### [What to produce]
Pull every line that holds the word "leaf" from the entries.
--- Study material Enclosed Below ---
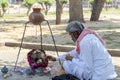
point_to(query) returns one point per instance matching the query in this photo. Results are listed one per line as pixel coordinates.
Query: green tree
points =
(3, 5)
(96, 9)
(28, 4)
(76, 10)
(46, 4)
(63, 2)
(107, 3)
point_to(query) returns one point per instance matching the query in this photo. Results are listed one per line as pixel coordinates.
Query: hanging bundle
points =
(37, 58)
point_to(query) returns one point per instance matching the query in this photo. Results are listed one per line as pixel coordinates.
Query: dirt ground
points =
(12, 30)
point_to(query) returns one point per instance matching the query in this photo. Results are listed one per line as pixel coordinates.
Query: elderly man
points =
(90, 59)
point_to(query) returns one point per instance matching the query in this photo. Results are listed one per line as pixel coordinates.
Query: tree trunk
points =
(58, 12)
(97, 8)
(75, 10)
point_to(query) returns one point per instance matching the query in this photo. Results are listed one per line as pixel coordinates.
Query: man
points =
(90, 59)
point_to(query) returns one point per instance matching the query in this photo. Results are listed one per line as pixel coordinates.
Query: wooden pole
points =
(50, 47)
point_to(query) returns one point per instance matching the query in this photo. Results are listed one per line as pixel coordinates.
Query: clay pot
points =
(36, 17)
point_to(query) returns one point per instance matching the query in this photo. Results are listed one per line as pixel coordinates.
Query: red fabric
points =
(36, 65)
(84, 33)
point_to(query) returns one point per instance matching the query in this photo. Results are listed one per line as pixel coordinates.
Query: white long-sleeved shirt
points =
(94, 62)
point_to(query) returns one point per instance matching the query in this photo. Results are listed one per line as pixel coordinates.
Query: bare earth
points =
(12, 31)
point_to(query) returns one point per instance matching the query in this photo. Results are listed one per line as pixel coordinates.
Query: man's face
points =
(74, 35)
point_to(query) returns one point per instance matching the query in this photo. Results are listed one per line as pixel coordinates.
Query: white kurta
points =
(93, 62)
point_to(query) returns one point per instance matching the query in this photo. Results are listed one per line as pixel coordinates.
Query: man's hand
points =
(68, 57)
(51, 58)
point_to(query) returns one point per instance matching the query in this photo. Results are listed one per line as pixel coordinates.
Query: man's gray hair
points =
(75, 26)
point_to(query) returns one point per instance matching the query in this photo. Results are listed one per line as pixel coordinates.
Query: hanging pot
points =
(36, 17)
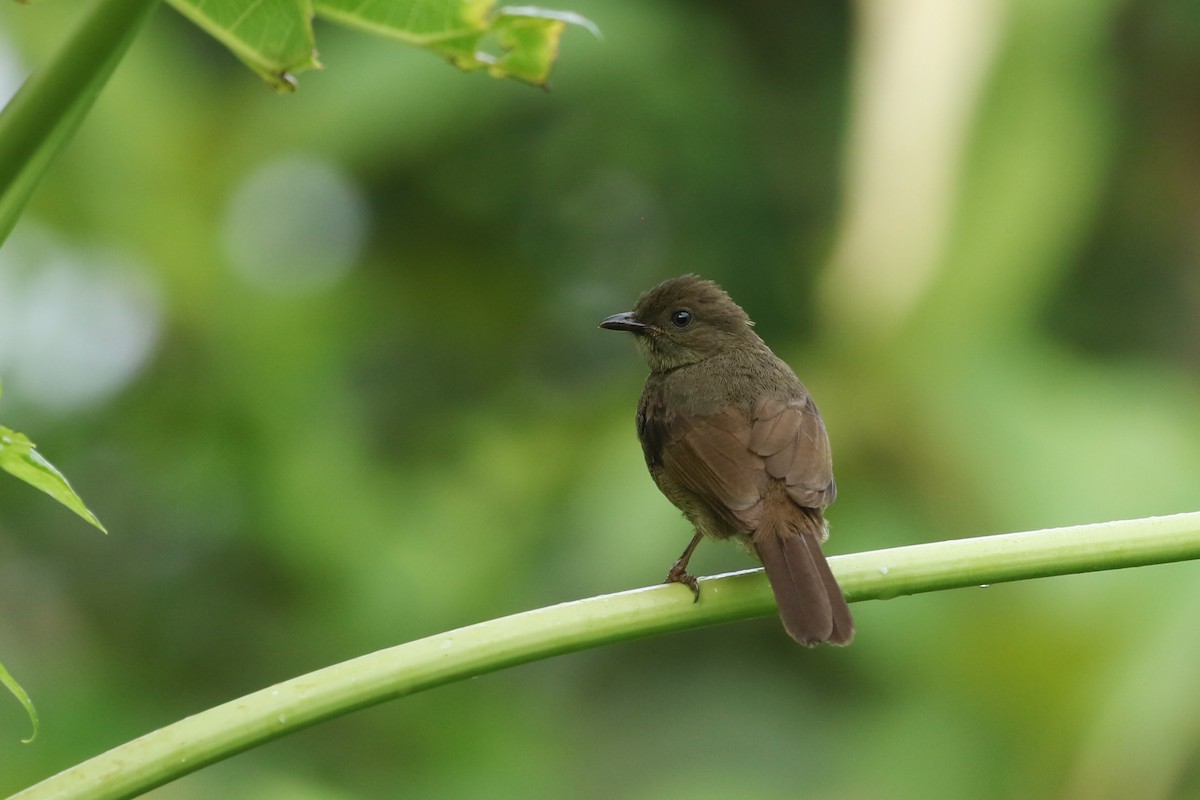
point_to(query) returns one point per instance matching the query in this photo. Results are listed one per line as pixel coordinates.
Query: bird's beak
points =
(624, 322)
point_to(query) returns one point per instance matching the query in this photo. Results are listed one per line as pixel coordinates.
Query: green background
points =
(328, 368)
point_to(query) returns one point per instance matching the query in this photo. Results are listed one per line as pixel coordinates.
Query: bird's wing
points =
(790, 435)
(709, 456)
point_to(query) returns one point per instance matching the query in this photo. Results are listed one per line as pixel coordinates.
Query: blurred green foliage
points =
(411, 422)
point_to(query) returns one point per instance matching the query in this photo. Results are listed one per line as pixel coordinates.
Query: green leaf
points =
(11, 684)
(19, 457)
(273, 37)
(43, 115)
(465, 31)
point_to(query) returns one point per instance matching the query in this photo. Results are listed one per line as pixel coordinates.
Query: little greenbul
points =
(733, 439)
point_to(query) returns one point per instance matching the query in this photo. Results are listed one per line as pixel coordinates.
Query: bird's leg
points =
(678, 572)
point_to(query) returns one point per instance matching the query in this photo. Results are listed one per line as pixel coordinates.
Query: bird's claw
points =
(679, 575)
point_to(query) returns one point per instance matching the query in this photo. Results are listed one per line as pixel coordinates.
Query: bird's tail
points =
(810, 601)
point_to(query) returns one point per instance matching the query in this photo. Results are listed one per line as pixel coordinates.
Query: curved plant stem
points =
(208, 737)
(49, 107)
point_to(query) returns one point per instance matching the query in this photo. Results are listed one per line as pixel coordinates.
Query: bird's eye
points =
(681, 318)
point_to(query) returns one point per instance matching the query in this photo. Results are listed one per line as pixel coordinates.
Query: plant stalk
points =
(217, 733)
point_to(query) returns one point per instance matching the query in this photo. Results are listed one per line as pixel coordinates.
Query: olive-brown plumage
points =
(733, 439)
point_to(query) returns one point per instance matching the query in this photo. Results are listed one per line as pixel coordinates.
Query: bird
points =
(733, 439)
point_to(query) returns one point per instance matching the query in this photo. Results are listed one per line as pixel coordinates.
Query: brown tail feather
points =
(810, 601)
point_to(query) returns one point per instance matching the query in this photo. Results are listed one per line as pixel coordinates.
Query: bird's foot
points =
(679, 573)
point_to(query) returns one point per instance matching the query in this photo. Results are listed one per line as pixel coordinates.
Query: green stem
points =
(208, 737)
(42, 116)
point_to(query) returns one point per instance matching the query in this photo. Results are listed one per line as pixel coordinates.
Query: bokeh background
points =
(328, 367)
--- End of Enclosed Study material ---
--- Study material Enclosed Below ---
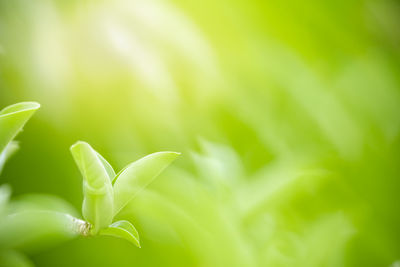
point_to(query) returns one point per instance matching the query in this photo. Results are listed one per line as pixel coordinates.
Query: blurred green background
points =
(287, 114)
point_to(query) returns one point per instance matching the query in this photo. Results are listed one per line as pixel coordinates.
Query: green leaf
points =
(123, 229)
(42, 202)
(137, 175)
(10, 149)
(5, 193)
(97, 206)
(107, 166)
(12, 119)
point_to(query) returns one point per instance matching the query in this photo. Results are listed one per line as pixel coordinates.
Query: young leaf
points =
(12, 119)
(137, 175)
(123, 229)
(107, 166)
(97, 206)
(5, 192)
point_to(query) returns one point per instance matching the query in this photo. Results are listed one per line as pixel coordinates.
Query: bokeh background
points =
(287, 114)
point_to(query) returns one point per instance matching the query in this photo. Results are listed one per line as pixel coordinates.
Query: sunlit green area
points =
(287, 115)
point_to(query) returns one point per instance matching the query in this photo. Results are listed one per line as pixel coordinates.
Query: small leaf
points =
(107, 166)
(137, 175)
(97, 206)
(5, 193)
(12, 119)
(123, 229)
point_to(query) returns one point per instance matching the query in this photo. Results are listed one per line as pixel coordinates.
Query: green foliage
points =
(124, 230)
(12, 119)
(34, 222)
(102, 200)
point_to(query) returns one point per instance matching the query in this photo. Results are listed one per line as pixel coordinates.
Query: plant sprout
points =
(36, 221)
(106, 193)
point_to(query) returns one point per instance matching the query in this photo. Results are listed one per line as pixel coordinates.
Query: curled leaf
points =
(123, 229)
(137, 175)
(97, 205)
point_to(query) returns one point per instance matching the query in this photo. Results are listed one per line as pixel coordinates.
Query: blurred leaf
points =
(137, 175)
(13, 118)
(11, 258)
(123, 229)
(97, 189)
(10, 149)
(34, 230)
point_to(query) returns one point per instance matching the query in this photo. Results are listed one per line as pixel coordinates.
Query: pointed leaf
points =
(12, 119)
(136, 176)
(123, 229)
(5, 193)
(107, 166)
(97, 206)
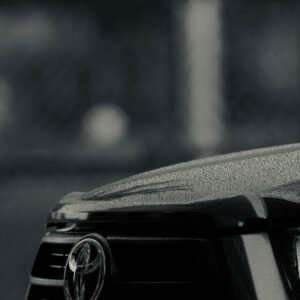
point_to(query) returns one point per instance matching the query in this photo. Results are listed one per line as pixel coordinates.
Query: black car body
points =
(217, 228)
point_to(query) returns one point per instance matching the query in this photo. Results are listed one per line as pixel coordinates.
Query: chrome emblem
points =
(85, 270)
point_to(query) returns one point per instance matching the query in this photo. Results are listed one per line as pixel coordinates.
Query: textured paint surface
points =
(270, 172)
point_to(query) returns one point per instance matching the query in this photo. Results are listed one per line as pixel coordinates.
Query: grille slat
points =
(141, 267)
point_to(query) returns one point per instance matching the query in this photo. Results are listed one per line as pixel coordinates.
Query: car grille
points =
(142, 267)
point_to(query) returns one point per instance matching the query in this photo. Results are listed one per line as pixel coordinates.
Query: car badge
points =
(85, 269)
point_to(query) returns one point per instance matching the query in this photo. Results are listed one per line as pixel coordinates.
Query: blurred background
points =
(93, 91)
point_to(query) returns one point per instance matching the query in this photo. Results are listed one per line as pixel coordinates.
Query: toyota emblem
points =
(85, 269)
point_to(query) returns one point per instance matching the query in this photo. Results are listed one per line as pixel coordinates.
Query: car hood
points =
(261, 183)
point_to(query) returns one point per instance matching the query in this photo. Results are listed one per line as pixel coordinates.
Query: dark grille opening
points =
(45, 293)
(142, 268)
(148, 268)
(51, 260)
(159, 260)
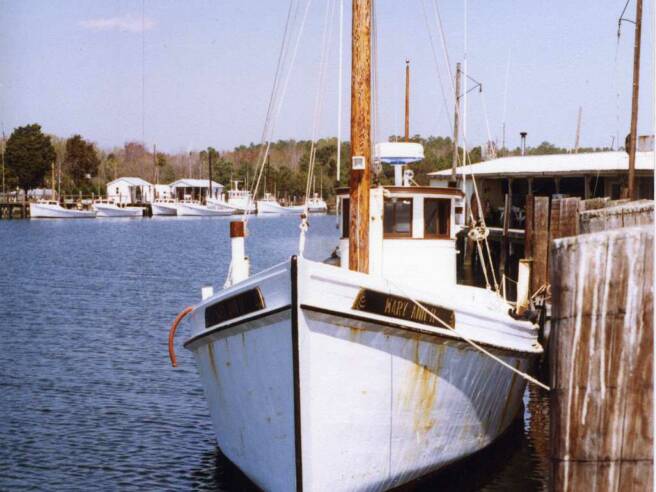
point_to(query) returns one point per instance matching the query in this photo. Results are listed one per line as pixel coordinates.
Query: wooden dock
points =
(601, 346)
--- End of Enclosed Study material ---
### [Your solution]
Query: green leaf
Query: green leaf
Query: young leaf
Query: small leaf
Query: curled leaf
Query: blurred leaf
Query: pointed leaf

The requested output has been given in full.